La Polo S Chronographe à cadran bleu:
La Polo S est donc une gamme de montres
passionnante à analyser. Elle incarne à la fois une orientation
stratégique importante de la marque et un changement total de
direction vis-à-vis de la collection Polo.
La Polo était pour moi une montre
particulière avec une personnalité propre. La Polo S est une montre
consensuelle et globale dont l’objectif est de favoriser
l’expansion de Piaget sur des marchés où la marque est moins
présente. Je touche là le double-paradoxe de cette montre. En
devenant plus sage et en faisant disparaître les traits de caractère
de la collection Polo, Piaget perd un peu de son style, de son audace
et sa magie. La marque m’a toujours habitué à marier efficacement
originalité et raffinement. Je ne retrouve pas cette touche unique
ici. L’autre paradoxe est que les ambassadeurs ont été choisis
car étant des « game changers ». Or, la montre ne donne
justement pas l’impression de révolutionner le design horloger…
alors que Piaget l’a fait à de très nombreuses reprises antérieurement!
La Polo S à cadran gris, ma version préférée:
La Polo S à cadran gris, ma version préférée:
C’est peut-être cela le plus
décevant, ce sentiment que la montre est dictée uniquement par une
stratégie marketing et non pas par une approche créative sincère.
Alors, malgré ses indéniables qualités, la Polo S a de la peine à
me séduire totalement. D’ailleurs, ce n’est pas un hasard si la
version qui me plaît le plus est celle à cadran gris. Lorsque
Piaget sort des sentiers battus, il n’en devient que meilleur. Une
leçon que la manufacture devrait méditer.

(Lignes d'un jeu de données de pointage)
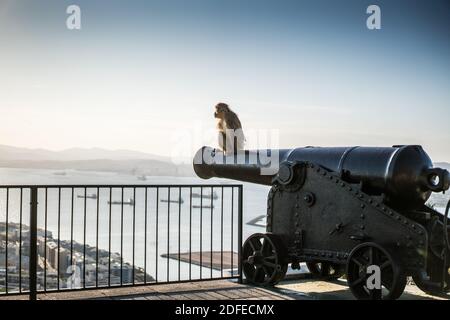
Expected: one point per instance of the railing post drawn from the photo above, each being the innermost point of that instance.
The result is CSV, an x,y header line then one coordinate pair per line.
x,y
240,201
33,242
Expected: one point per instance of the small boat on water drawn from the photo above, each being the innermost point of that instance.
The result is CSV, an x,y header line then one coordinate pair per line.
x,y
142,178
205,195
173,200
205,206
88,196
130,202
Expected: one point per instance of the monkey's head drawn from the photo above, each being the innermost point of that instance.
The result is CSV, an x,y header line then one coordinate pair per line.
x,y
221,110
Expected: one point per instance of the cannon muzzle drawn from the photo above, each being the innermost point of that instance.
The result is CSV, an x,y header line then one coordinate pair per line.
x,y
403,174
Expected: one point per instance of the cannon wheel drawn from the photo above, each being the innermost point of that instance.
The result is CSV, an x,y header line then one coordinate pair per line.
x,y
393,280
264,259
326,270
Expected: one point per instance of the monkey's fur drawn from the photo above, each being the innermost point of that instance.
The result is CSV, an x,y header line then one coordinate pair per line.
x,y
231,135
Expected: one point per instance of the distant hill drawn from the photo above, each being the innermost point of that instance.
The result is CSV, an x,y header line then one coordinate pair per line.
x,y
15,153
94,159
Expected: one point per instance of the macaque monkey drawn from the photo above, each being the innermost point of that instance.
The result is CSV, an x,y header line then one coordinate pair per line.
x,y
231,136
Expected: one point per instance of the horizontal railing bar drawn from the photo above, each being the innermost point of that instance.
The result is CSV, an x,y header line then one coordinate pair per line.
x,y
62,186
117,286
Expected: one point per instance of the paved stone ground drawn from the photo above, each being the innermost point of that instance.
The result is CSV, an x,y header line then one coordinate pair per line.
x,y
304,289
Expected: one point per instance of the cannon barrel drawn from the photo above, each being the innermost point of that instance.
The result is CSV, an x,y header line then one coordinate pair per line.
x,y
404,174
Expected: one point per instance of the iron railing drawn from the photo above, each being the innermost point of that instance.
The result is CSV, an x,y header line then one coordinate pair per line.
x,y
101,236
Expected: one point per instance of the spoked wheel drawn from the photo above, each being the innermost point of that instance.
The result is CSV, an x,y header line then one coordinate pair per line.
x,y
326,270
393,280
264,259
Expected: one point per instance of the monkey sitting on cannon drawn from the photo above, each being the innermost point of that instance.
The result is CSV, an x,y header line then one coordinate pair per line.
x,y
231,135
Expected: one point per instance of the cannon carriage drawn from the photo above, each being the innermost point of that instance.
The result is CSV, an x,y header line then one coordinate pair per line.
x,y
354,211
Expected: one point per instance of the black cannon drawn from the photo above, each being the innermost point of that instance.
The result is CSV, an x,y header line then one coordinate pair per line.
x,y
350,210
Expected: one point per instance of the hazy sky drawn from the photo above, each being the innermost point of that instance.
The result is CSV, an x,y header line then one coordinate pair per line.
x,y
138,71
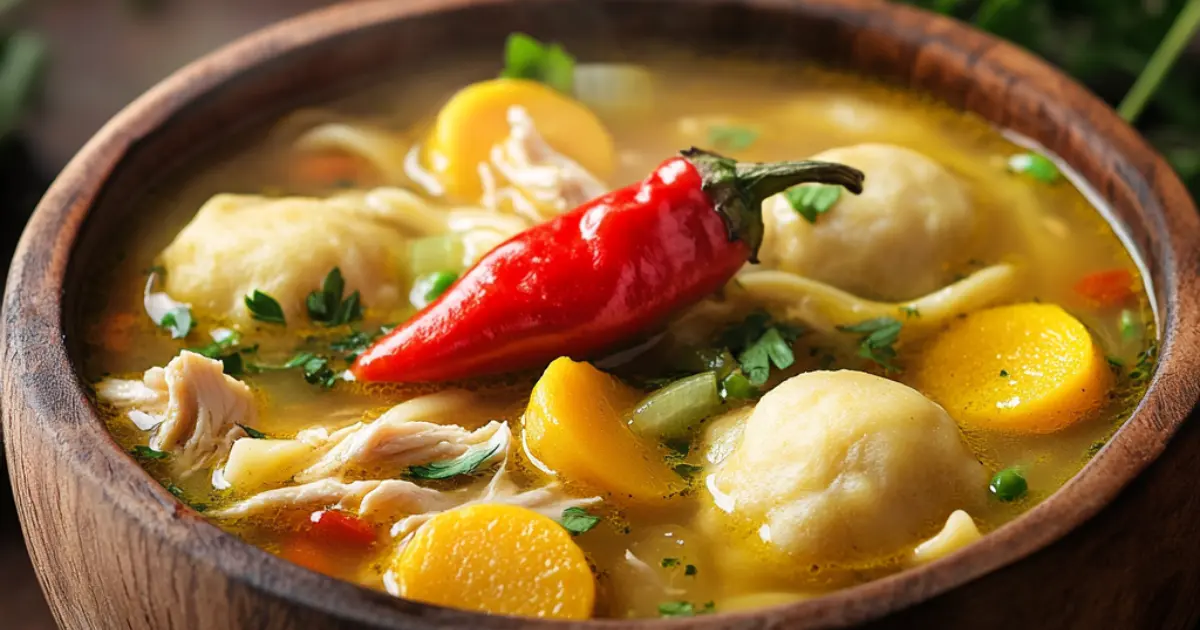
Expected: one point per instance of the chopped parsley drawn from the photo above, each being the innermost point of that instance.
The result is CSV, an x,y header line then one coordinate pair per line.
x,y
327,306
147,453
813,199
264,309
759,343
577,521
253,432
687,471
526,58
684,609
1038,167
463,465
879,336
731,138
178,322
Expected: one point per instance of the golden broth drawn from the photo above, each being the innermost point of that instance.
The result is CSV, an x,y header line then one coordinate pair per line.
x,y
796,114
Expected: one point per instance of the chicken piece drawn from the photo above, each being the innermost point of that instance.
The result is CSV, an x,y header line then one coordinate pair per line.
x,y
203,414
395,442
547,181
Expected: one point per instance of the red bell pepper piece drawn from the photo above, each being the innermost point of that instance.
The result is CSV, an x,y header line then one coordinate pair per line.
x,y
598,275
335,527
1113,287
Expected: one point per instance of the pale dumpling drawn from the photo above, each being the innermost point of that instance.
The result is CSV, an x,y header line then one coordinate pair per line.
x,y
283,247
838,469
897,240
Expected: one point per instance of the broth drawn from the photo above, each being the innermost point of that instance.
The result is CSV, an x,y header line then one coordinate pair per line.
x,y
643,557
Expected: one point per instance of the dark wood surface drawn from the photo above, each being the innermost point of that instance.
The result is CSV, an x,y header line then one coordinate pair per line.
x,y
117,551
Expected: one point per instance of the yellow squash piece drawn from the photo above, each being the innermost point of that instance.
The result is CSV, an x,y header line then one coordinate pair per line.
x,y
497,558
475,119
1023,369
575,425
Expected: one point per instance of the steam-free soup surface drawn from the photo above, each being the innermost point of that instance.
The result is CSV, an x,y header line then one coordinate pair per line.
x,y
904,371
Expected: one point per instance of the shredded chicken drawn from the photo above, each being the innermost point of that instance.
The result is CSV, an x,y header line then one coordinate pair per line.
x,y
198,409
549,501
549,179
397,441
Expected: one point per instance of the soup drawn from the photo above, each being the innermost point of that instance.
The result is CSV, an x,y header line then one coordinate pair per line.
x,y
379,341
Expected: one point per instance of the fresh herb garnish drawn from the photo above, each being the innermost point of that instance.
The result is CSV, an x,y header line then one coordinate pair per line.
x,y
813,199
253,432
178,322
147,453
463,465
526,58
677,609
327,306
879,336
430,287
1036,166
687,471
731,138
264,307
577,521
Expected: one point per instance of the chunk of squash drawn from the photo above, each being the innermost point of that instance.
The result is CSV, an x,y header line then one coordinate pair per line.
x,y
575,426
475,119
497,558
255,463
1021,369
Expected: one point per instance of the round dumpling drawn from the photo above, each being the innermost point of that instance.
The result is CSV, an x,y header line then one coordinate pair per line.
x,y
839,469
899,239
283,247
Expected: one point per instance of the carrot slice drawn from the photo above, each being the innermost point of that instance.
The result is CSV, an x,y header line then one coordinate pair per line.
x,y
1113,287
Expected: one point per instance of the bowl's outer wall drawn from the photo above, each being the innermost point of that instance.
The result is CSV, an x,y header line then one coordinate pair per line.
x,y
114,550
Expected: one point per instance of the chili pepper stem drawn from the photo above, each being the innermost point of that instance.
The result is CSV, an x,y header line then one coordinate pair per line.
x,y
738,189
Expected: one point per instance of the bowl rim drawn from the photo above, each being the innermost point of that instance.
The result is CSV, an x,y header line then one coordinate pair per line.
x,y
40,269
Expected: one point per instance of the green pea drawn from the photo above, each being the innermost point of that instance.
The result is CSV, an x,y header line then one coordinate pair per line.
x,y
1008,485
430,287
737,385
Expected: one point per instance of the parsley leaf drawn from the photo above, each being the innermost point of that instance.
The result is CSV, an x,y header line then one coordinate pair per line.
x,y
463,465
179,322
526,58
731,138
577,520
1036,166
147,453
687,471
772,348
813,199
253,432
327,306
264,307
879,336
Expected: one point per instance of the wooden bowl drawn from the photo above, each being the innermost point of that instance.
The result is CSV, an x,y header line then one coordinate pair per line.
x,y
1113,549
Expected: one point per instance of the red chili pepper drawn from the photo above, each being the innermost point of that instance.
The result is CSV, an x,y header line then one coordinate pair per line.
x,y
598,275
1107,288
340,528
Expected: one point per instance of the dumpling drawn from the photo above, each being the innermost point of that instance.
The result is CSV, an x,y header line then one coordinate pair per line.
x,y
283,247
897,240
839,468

Tâches à réaliser:
1. En une à trois phrases, expliquez en quoi consiste le second paradoxe que le texte sur la Polo S attribue à cette montre.
2. Indiquez combien de lignes des enregistrements contiennent la chaîne « dumpling ».
Le texte et les enregistrements n'ont aucun rapport entre eux.

Résultats:
1. Les ambassadeurs de la Polo S ont été choisis parce qu'ils sont des « game changers », alors que la montre ne donne justement pas l'impression de révolutionner le design horloger. Le contraste est d'autant plus marqué que Piaget l'a fait à de très nombreuses reprises auparavant.

2. 3